- _INSTRUCTIONS FOR THE TASK_
Print the line that contains "Where can the silver" and every line that follows it in the data below, ending with the final line; include nothing else.

- _DATA IN THIS EXERCISE_

* * * * *

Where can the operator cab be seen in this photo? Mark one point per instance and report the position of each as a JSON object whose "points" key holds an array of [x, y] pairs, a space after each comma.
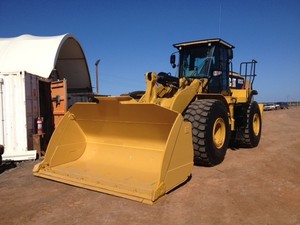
{"points": [[206, 59]]}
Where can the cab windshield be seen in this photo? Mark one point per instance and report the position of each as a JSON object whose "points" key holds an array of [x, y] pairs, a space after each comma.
{"points": [[196, 62]]}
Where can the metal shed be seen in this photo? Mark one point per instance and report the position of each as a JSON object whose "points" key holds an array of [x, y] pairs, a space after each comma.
{"points": [[40, 77]]}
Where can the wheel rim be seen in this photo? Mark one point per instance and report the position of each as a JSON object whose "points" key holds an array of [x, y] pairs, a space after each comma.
{"points": [[256, 124], [219, 133]]}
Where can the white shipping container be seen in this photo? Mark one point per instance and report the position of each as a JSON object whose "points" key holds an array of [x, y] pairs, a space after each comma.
{"points": [[19, 106]]}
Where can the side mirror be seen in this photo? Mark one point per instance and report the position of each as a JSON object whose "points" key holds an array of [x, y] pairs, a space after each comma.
{"points": [[173, 60]]}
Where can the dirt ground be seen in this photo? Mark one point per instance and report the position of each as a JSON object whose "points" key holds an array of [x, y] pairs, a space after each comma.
{"points": [[252, 186]]}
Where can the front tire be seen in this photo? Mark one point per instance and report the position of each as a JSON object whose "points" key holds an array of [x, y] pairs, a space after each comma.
{"points": [[211, 131]]}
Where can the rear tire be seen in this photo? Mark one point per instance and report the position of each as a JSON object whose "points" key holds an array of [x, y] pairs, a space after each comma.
{"points": [[211, 131], [248, 135]]}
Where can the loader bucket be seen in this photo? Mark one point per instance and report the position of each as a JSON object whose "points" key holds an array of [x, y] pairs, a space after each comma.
{"points": [[132, 150]]}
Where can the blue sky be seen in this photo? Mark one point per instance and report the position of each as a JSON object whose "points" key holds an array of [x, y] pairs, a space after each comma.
{"points": [[133, 37]]}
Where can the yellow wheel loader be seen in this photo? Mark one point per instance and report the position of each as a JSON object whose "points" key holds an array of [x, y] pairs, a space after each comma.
{"points": [[142, 149]]}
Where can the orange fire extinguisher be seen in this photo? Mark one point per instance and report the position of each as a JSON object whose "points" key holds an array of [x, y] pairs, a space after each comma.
{"points": [[40, 125]]}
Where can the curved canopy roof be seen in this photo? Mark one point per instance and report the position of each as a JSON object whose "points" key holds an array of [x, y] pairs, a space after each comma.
{"points": [[55, 57]]}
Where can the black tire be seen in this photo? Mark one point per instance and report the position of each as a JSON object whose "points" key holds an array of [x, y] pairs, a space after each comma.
{"points": [[248, 135], [209, 118]]}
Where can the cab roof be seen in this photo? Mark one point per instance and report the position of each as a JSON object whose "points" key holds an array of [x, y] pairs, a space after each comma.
{"points": [[206, 41]]}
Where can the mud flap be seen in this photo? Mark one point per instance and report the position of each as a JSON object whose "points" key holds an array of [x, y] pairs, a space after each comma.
{"points": [[128, 149]]}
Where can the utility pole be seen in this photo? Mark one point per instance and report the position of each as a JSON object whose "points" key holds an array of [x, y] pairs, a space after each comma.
{"points": [[97, 76]]}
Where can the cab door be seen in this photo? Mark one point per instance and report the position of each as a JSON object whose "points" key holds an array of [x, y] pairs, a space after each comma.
{"points": [[59, 100]]}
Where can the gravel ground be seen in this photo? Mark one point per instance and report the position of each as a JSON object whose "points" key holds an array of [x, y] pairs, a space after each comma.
{"points": [[252, 186]]}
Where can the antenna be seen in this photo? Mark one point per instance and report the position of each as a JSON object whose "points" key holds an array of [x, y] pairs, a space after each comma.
{"points": [[220, 15]]}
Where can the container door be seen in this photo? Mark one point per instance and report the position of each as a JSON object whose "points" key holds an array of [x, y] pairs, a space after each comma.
{"points": [[59, 100]]}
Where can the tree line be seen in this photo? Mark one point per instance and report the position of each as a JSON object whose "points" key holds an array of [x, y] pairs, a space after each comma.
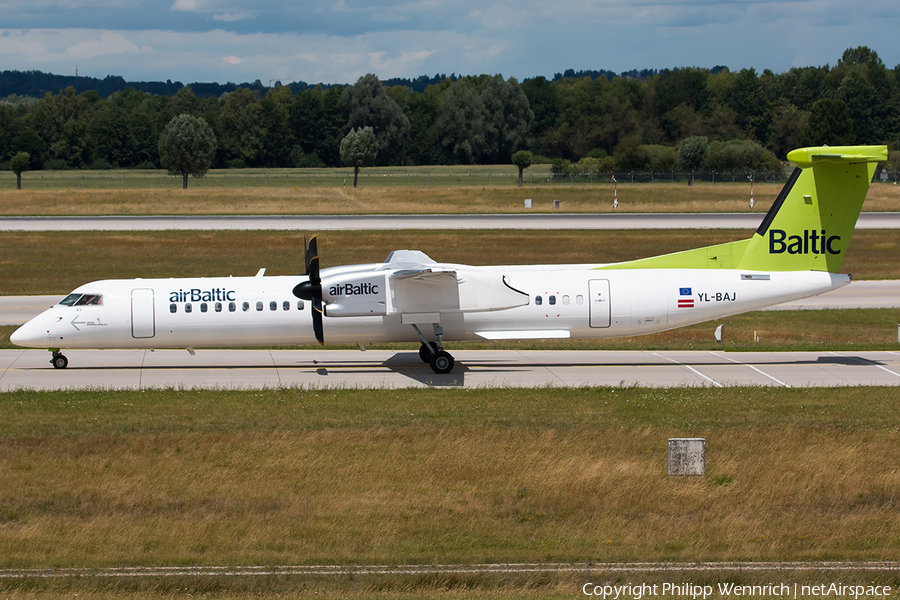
{"points": [[584, 120]]}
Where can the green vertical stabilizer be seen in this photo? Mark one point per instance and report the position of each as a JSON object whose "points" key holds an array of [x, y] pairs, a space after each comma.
{"points": [[808, 227]]}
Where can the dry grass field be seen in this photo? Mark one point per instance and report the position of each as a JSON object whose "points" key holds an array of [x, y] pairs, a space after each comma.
{"points": [[57, 262], [659, 197], [444, 476]]}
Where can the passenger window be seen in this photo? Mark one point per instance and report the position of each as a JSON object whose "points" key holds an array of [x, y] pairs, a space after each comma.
{"points": [[70, 300], [90, 300]]}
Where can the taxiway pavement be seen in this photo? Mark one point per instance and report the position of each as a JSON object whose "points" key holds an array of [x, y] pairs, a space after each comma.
{"points": [[749, 220], [267, 369]]}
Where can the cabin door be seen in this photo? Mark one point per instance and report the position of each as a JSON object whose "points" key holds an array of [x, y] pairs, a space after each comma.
{"points": [[143, 315]]}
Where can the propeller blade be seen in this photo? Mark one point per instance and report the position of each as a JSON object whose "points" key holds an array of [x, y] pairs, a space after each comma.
{"points": [[318, 329], [311, 290], [312, 261]]}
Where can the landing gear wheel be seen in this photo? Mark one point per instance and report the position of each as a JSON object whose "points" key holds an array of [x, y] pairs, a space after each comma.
{"points": [[59, 361], [441, 362], [427, 351]]}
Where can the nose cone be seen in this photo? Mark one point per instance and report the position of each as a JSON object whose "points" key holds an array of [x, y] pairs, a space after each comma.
{"points": [[30, 335]]}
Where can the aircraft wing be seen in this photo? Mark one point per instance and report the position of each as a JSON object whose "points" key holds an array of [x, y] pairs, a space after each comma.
{"points": [[423, 273]]}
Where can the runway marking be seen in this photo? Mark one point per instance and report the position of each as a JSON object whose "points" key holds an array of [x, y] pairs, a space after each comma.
{"points": [[867, 362], [761, 372], [690, 368]]}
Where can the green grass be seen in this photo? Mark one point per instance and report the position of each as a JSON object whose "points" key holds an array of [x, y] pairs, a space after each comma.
{"points": [[57, 262], [444, 476], [247, 194]]}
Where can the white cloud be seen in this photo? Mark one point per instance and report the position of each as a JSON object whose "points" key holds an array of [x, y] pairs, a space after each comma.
{"points": [[108, 42], [190, 5], [232, 17]]}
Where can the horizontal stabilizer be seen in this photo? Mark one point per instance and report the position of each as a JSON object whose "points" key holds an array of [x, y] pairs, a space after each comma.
{"points": [[423, 273], [805, 157]]}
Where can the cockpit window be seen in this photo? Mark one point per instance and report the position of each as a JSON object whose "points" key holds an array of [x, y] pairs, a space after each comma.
{"points": [[70, 300], [89, 300]]}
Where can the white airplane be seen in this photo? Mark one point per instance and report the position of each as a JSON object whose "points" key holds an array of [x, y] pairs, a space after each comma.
{"points": [[795, 253]]}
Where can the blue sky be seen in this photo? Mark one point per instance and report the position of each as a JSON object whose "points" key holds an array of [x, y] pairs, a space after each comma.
{"points": [[337, 41]]}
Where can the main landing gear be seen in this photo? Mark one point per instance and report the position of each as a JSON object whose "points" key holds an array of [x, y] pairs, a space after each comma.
{"points": [[58, 360], [433, 353]]}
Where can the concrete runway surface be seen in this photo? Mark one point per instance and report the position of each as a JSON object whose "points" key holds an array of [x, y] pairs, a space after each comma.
{"points": [[267, 369], [750, 221]]}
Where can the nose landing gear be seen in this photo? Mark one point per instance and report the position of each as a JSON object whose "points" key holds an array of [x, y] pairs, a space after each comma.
{"points": [[59, 361]]}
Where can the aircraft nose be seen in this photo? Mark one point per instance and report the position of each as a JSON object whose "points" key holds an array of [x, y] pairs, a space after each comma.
{"points": [[30, 335]]}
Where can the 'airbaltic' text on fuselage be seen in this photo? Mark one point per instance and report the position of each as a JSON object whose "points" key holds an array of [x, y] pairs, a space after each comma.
{"points": [[348, 289], [196, 295], [811, 241]]}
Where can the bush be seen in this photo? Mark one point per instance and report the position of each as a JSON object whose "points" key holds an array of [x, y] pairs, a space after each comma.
{"points": [[56, 164], [561, 166], [741, 155], [661, 158], [587, 165], [693, 152]]}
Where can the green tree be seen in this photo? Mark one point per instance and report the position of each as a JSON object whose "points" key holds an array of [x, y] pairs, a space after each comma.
{"points": [[242, 129], [64, 126], [692, 154], [459, 128], [187, 146], [18, 164], [317, 125], [522, 159], [365, 104], [747, 98], [359, 149], [508, 118], [829, 123]]}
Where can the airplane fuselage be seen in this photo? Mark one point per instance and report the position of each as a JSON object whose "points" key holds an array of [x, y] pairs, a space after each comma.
{"points": [[558, 301]]}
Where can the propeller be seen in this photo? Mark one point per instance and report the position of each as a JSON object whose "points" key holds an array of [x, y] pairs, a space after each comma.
{"points": [[311, 290]]}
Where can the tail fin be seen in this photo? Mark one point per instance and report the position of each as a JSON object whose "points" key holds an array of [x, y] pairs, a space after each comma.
{"points": [[807, 228], [810, 223]]}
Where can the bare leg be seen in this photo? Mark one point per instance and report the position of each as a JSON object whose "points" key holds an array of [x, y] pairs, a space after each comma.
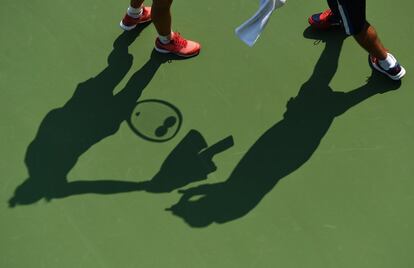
{"points": [[161, 16], [368, 39]]}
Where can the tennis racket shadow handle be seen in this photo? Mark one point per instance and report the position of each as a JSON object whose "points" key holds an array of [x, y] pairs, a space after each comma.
{"points": [[207, 154], [190, 161]]}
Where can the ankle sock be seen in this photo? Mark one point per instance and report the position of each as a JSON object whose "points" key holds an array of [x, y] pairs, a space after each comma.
{"points": [[388, 63]]}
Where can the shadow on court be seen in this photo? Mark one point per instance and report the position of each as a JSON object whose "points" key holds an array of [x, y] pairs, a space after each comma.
{"points": [[283, 148], [93, 113]]}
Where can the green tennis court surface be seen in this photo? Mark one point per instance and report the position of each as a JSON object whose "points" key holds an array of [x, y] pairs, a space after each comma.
{"points": [[290, 154]]}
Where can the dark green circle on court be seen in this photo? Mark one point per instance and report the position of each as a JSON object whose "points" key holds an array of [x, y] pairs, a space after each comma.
{"points": [[155, 120]]}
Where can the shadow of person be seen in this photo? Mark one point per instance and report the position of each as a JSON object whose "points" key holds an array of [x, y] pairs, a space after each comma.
{"points": [[93, 113], [283, 148]]}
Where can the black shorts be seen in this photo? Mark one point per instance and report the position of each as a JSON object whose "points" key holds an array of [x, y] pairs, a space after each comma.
{"points": [[352, 14]]}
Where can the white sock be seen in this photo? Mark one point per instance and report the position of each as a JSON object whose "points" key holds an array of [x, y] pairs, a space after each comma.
{"points": [[134, 12], [388, 63], [165, 39]]}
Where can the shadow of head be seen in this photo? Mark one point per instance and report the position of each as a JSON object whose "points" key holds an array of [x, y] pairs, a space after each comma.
{"points": [[29, 192]]}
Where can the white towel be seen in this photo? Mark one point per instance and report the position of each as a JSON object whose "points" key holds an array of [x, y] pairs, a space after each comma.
{"points": [[250, 30]]}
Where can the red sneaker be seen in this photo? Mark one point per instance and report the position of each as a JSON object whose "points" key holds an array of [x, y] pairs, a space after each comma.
{"points": [[128, 23], [324, 20], [178, 46], [395, 73]]}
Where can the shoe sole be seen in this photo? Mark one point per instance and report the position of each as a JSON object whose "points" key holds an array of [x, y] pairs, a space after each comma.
{"points": [[164, 51], [397, 77]]}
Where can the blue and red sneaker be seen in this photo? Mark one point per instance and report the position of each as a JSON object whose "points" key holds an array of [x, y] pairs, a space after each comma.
{"points": [[395, 73], [325, 20]]}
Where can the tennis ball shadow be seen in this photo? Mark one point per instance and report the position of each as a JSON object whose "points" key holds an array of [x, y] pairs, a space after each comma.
{"points": [[155, 120], [93, 113]]}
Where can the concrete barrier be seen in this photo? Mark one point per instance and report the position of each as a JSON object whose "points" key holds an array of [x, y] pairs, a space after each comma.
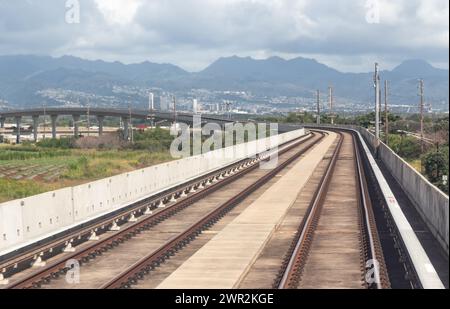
{"points": [[25, 221], [430, 202]]}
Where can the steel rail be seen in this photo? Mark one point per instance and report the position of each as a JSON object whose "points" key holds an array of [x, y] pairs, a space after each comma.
{"points": [[289, 275], [59, 267], [291, 271], [155, 258], [375, 251]]}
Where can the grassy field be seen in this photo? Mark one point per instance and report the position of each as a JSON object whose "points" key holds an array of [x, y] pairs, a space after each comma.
{"points": [[27, 170]]}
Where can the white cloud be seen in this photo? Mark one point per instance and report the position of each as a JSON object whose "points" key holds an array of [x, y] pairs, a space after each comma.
{"points": [[192, 33], [120, 12]]}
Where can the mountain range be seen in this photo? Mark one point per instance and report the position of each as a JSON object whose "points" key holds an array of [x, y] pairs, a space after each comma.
{"points": [[22, 77]]}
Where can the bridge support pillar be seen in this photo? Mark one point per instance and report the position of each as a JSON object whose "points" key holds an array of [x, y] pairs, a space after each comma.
{"points": [[76, 125], [126, 126], [100, 120], [54, 118], [18, 124], [35, 127]]}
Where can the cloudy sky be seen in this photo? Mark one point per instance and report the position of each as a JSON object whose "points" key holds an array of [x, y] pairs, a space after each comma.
{"points": [[346, 34]]}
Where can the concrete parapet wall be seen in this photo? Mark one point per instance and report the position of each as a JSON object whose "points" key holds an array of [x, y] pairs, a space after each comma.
{"points": [[431, 203], [27, 220]]}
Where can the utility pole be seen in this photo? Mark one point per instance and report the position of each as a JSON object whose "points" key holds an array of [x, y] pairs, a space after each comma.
{"points": [[151, 106], [376, 80], [421, 108], [89, 120], [45, 122], [330, 98], [386, 90], [131, 122], [318, 107], [175, 112]]}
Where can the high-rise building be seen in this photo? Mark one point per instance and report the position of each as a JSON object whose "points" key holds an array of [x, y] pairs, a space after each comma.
{"points": [[195, 106], [165, 103]]}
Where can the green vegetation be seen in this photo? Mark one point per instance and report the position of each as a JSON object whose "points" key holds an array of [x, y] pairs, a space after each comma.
{"points": [[436, 167], [30, 169], [432, 163]]}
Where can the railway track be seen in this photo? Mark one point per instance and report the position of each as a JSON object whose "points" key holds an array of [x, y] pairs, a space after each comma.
{"points": [[337, 243], [139, 219]]}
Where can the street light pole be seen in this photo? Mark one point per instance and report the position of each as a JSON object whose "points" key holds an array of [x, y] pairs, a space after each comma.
{"points": [[421, 108], [386, 85]]}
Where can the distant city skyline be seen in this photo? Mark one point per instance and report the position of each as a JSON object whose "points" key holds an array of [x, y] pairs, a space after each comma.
{"points": [[347, 35]]}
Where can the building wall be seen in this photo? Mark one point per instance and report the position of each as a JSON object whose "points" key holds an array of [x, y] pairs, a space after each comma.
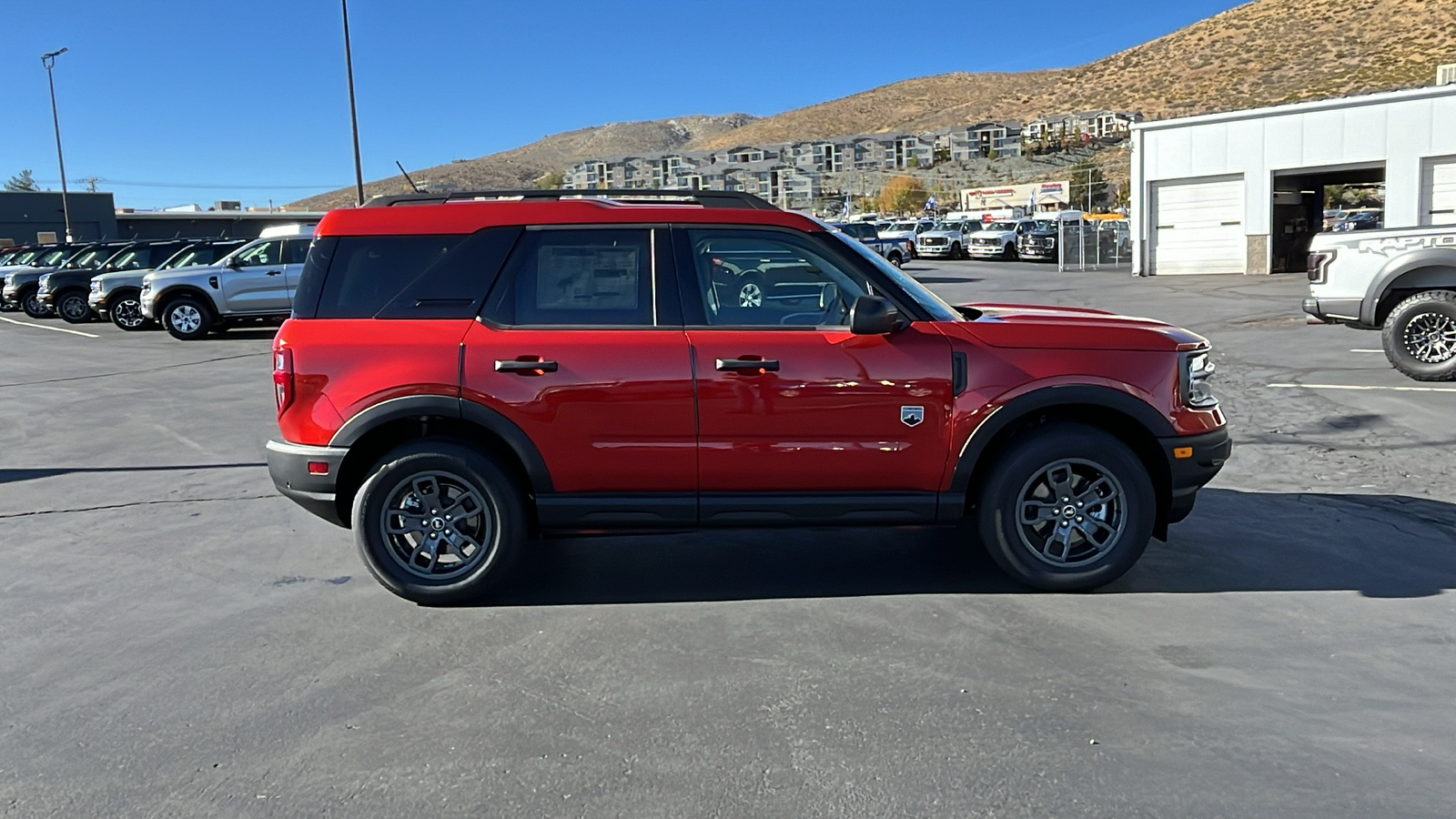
{"points": [[1398, 128]]}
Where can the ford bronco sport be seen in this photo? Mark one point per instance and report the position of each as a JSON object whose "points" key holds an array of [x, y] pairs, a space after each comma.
{"points": [[463, 372]]}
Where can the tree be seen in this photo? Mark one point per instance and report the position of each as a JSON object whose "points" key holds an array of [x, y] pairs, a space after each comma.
{"points": [[22, 181], [1088, 186], [903, 194]]}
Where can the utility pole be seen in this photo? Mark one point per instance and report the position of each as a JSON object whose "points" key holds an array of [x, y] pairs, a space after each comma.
{"points": [[354, 116], [48, 60]]}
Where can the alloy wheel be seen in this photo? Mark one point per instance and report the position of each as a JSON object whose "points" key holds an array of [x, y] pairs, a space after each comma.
{"points": [[1070, 513], [1431, 339], [437, 525]]}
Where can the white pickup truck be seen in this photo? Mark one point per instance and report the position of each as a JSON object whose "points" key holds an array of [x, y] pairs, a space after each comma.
{"points": [[1401, 281]]}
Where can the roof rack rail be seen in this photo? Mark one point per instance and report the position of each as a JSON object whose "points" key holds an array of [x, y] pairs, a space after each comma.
{"points": [[706, 198]]}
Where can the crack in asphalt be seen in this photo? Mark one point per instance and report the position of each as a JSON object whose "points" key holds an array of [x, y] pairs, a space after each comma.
{"points": [[14, 515], [136, 372]]}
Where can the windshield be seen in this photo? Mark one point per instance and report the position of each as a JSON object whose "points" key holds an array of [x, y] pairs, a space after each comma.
{"points": [[89, 259], [51, 258], [932, 303], [198, 256]]}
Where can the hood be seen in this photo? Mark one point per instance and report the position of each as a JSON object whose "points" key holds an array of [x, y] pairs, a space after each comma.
{"points": [[1084, 329]]}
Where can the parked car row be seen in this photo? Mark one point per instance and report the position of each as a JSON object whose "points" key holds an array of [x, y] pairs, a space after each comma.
{"points": [[188, 286]]}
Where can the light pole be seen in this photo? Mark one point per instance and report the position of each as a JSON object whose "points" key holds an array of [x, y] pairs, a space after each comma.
{"points": [[354, 116], [48, 60]]}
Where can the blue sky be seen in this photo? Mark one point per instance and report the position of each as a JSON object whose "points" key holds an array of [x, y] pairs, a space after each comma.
{"points": [[193, 101]]}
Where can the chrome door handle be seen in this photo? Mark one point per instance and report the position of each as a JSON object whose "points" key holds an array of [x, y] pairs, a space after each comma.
{"points": [[531, 366], [747, 365]]}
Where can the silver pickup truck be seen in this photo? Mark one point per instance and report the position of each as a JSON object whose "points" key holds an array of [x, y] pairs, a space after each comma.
{"points": [[1401, 281]]}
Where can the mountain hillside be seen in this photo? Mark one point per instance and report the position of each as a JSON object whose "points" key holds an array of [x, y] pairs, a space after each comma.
{"points": [[1261, 53], [521, 167]]}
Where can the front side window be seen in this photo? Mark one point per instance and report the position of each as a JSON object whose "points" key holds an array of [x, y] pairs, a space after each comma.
{"points": [[579, 278], [266, 252], [771, 278]]}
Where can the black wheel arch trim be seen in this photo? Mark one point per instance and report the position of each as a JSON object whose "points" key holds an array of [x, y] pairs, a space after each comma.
{"points": [[1395, 268], [1046, 398], [449, 407]]}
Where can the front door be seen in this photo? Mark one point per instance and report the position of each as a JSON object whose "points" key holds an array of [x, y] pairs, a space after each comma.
{"points": [[257, 281], [786, 397], [582, 349]]}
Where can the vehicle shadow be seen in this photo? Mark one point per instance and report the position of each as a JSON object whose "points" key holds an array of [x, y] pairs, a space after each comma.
{"points": [[18, 475], [1376, 545]]}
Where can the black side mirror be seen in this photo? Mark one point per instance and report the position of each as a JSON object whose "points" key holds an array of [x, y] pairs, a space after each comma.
{"points": [[873, 315]]}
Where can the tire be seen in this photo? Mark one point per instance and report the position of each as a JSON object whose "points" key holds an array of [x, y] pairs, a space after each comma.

* * * * *

- _WRITTEN REPLY_
Where can the silver pickup truck be seen in this photo? Mark one point per instance and report the position of each as a JSON object whose "points" key holds an array of [x, y] pairs, a space after each comma.
{"points": [[1401, 281]]}
Where can the mountain hillside be seen in this photo? Mark one point per instance and report the position of each as a JSON object whose "points" key holds an array of [x, y] pairs, a space after each comma.
{"points": [[1261, 53], [521, 167]]}
Where can the front side window be seen in this photo? Mark one point per instance and report the position of each as a JSON object whose "points" key holds an array of [x, y] pairs, a space after each comma.
{"points": [[579, 278], [266, 252], [771, 278]]}
Where can the black wheel arch trim be seen in this photo? Mark one point per instance and report the position of each as a JSON object whose "points" key holds an array of [x, y] pairs, a space after each comma.
{"points": [[1395, 268], [1046, 398], [449, 407]]}
Where can the front door be seen in this photo? Mark one point per instance and report the position of each as a JSON object whose "points" key holds an array of [x, y] pairs, a space after each comma.
{"points": [[257, 281], [786, 397], [582, 349]]}
Where can the vehicle shadow be seen in this photo? Mark one point per instance and report the position of each as a JSON object whose "points" key holds an array of [x, y] pairs, a space after each comma.
{"points": [[18, 475], [1376, 545]]}
Where can the black side mirror be seen in this photo? Mark one point per instance and report the position of each as a JSON object whose "points" key holds an array of [x, y] pairs, a space after each comma.
{"points": [[873, 315]]}
Where can the tire be seen in this photo? Mark one point per instance and report the position of each as a JSON object whose "points" key holds an array of [x, y] pairs, a space after each comma.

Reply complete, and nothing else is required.